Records
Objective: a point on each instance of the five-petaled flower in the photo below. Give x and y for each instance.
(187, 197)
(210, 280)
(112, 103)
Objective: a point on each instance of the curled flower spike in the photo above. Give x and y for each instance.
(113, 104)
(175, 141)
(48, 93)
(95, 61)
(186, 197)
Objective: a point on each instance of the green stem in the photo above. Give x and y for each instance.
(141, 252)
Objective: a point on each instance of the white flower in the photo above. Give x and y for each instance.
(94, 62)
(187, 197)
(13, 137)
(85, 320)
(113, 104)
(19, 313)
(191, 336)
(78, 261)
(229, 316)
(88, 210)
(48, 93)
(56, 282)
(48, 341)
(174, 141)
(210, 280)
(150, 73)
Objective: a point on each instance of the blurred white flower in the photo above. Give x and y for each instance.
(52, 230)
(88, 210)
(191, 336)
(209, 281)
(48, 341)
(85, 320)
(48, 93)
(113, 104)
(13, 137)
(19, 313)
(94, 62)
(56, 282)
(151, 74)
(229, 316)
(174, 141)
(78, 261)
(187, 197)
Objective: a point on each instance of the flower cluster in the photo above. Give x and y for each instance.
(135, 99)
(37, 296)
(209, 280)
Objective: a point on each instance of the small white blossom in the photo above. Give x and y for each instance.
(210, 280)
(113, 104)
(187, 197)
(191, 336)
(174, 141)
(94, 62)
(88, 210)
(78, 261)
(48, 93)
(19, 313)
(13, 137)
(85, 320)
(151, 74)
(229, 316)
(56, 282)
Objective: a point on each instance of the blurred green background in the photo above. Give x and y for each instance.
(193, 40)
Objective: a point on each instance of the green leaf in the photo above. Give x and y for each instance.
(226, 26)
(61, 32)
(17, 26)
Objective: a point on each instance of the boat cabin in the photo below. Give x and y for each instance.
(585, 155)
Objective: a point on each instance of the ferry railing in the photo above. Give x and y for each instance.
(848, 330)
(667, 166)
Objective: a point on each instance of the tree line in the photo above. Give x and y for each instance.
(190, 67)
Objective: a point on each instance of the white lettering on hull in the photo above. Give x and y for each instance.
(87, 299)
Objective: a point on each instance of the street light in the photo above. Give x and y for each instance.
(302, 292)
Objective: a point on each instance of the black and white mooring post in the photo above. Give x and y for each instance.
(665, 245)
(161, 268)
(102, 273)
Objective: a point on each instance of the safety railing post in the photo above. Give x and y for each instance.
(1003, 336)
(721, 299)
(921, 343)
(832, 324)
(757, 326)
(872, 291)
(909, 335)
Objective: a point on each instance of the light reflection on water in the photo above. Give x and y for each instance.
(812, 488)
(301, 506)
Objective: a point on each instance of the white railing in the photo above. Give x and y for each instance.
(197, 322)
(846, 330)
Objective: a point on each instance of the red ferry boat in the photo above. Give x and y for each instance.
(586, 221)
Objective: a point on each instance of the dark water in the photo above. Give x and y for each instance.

▸ To be done
Turn every line of the data above into a numbered list, skipping any blank lines.

▸ Result
1. Objective: a point on each instance of the five-petaled flower in the photo below. Give x and y for each instance.
2. (187, 197)
3. (210, 280)
4. (112, 103)
5. Objective: a point on each instance of the curled flower spike in the photo above. Give x and y for each instance.
6. (113, 104)
7. (175, 141)
8. (48, 93)
9. (95, 61)
10. (186, 197)
11. Objective: a point on each instance of the green stem in the photo above. Give x and y for each instance.
12. (141, 252)
13. Objective: a point on each instance of the white flower in the photo above. Give x and y for each instance.
14. (94, 62)
15. (187, 197)
16. (13, 137)
17. (85, 320)
18. (113, 104)
19. (19, 313)
20. (191, 336)
21. (78, 261)
22. (229, 316)
23. (88, 210)
24. (48, 93)
25. (56, 282)
26. (48, 341)
27. (174, 141)
28. (210, 280)
29. (150, 73)
30. Objective: a point on each instance of the blurred white flower in the photo above. Give x and y for each instance.
31. (52, 230)
32. (88, 210)
33. (191, 336)
34. (209, 281)
35. (48, 341)
36. (85, 320)
37. (48, 93)
38. (113, 104)
39. (13, 137)
40. (19, 313)
41. (94, 62)
42. (56, 282)
43. (151, 74)
44. (229, 316)
45. (174, 141)
46. (78, 261)
47. (187, 197)
48. Objective: a point on each instance of the flower cluster in the photo above. Give x and y for each instance.
49. (135, 99)
50. (37, 296)
51. (209, 280)
52. Objective: a point on each instance of the small white blossom in the photo above. Give x and y for each instance.
53. (210, 280)
54. (113, 104)
55. (187, 197)
56. (191, 336)
57. (174, 141)
58. (94, 62)
59. (88, 210)
60. (78, 261)
61. (48, 93)
62. (19, 313)
63. (13, 137)
64. (85, 320)
65. (151, 74)
66. (229, 316)
67. (56, 282)
68. Objective: a point on each instance of the blurred green background in the photo above. Give x and y for each instance.
69. (193, 40)
70. Objective: a point on each instance of the green leaf in the photo above. Give x and y for each instance.
71. (226, 26)
72. (61, 32)
73. (17, 26)
74. Objective: a point on each instance of the boat cabin in the photo below. Give x and y for each instance.
75. (585, 155)
76. Objective: a point on each instance of the ferry railing in the photo above. Give x and y for each instance.
77. (848, 330)
78. (667, 166)
79. Objective: a point on each instance of the tree line in the photo above. Give x and y for each instance.
80. (190, 67)
81. Objective: a point on each instance of the white lettering on hull in the photo above. Give x and y for each instance.
82. (87, 299)
83. Objective: a point on each instance of the street light in the photo above. Give x and y for each instance.
84. (302, 292)
85. Objective: a point on each instance of the black and white mooring post in the photo above. Give x and y for each instance.
86. (665, 245)
87. (161, 268)
88. (102, 273)
89. Objective: a point on each instance of the safety railing post in the photo above. Give x and y for each instance.
90. (1003, 336)
91. (721, 299)
92. (921, 343)
93. (832, 324)
94. (757, 326)
95. (872, 291)
96. (909, 335)
97. Objective: a point on each instance of the light reflection on water in the photo above. Give x and y for each instance.
98. (812, 488)
99. (301, 506)
100. Objective: a point on each instance of the white railing in the photo above. Give x and y for each instance.
101. (197, 322)
102. (846, 330)
103. Objective: a point on each instance of the red ferry boat in the photo above. Give x and y for each instance.
104. (586, 221)
105. Objective: a point on each instance of the dark water in the photo above. Give x and y for each instance.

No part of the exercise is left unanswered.